═════ Passage to read ═════

One controversial aspect of the coherency-maximizing view is that preferences may follow from choices. We assessed this possibility by examining consumer’s choices with coupon offers. First, we analysed how customers reacted towards product coupons, where they received points on a bonus card or price discounts for buying a promoted product. If people’s preferences change with exploitation streak length, they should prefer coupons to exploit or explore products differently at different stages (that is, lengths) of their exploitation streaks. Based on 69,664 coupon redemptions in our choice datasets (Fig. 4a), we observed that customers redeemed coupons to explore products more quickly when they were on short exploitation streaks (M = 27.0 days) compared with long ones (M = 29.8 days). Conversely, customers redeemed coupons to exploit more quickly on long exploitation streaks (M = 24.4 days) and slower on short streaks (M = 25.7 days). This strong interaction is predicted by the coherency-maximization view.

Figure 4: Coupon redemption depending on current exploitation streak length.
Figure 4

a, Consistent with coherency maximization, customers redeemed coupons to exploit products more quickly the longer they had been exploiting the product (that is, on long exploitation streaks). Coupons to explore alternatives were used more quickly when customers were only beginning to exploit (that is, on short exploitation streaks). Error bars represent standard errors. b, Model fits of the observed relationship between exploitation streak length and the probability of coupon redemption are shown. A shopper was more likely to redeem a coupon to exploit the longer the exploitation streak, whereas a coupon to explore was more likely to be redeemed the more recently a shopper had explored.

Second, rather than relying on existing data, we conducted a ­follow-up coupon study in which we issued coupons for instant coffee to 8,623 randomly selected households who regularly buy instant coffees. A logistic regression model was fit to the group to predict coupon redemption probability based on exploitation streak length. Consistent with the previous coupon ­analysis and coherency-­maximizing exploration, the results of the logistic regression revealed a ­significant interaction term of coupon type (that is, whether the coupon meant exploration or exploitation to the customer) and current exploitation streak length, |z| = 3.623, P < 0.001 (Fig. 4b; details in Supplementary Information). Hence, we find support for the idea that people’s choices induced preference changes, as their interest in coupon rewards depended on how well the coupon matched their recent choices (that is, their exploitation streak length).

═════ Data ═════

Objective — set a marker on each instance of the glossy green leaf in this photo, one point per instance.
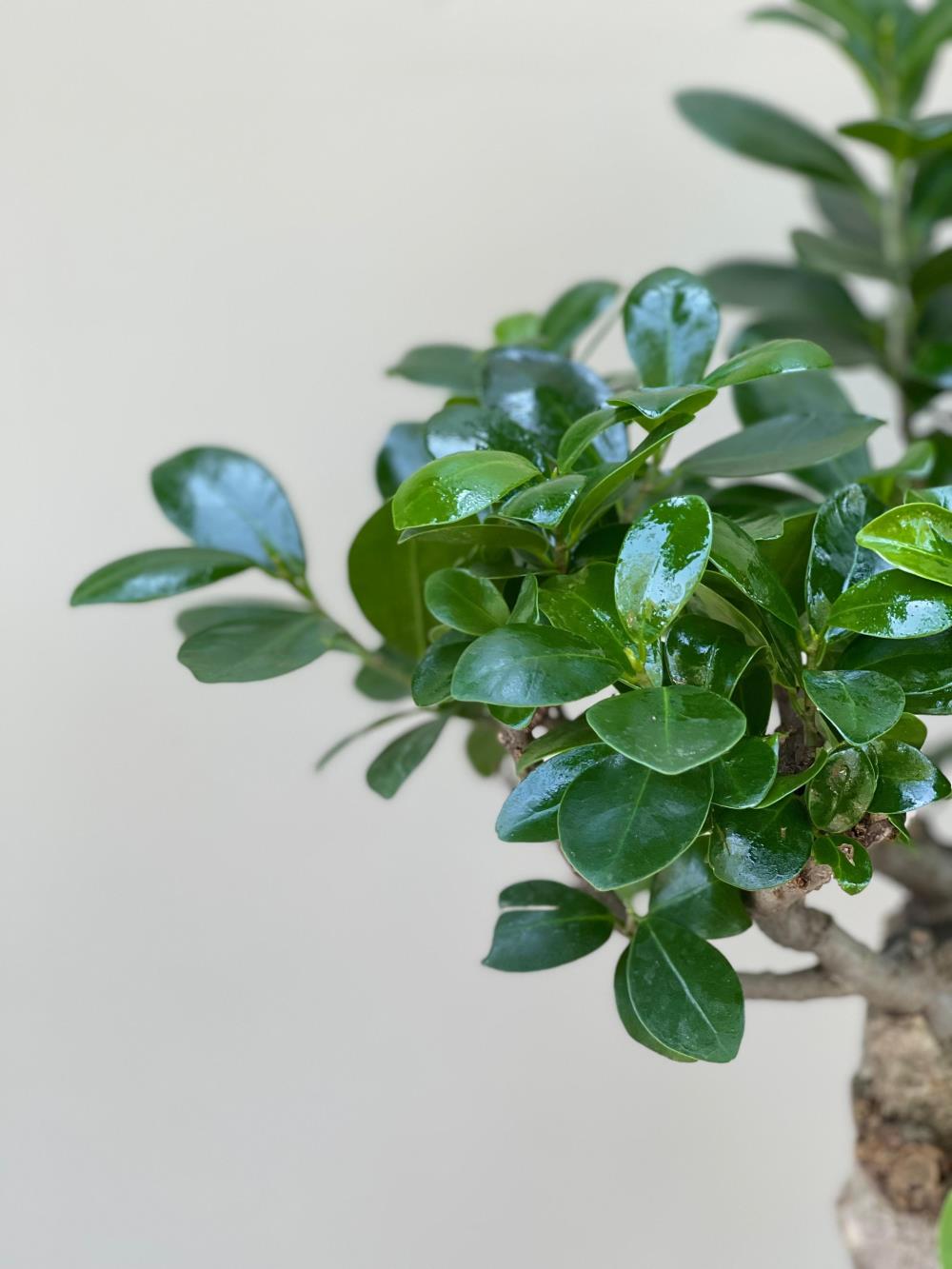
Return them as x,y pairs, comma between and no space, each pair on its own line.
460,485
261,644
531,811
916,537
464,602
684,991
544,504
908,780
546,924
670,324
574,311
842,792
628,1017
442,366
387,579
761,132
783,445
668,730
227,500
735,553
402,454
861,704
706,654
531,665
745,776
777,357
760,849
433,677
583,603
156,575
894,605
392,766
663,559
837,563
688,894
621,823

═════

■ What the task requires
Write the next part of the passage on coupon redemption and exploitation streaks, picking up after its last sentence.

■ Output for this task
The overall pattern of results strongly indicates that shoppers are coherency-maximizing explorers, which is striking given that research with objective rewards (for example, money) finds the opposite—uncertainty-minimizing exploration 7,​8,​9,​10,​11,14 . One explanation is that subjective rewards involve an evaluative process (for example, satisfaction with food choice) in which the individual constructs value to justify the choice and maximize coherency 18,27 . Indeed, our ability to a priori predict who would redeem a coupon relied on people’s preferences being shaped by recent behaviours. Effectively, preferences may follow choices, which might appear irrational 28 but could be an effective strategy in some environments. For example, preferring food sources that have been frequently and recently sampled could be an effective means for avoiding foodborne illnesses. The same approach we utilized, linking big data with psychological theory, could be leveraged to properly time interventions aimed at improving diet and exercise regime. Given that we found individuals’ patterns of exploration were consistent across diverse product categories, it may be possible to predict who would benefit most from such interventions. One basic lesson from our research is that people periodically enter periods of exploration with a predictable likelihood, creating a window of opportunity to modify behaviour for better or worse.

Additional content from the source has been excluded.